▸ What is expected
Give the data again exactly as it is written.
Segment Open
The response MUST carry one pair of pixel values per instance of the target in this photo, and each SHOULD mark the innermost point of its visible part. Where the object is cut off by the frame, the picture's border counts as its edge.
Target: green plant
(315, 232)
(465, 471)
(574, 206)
Segment Closed
▸ Solution to this exercise
The response MUST carry one pair of pixel values per instance of the target in this photo, and each SHOULD mark the innermost point of its visible part. Where the object is cut off by the frame, the picture's border counts as its edge.
Target: green plant
(315, 232)
(465, 471)
(574, 206)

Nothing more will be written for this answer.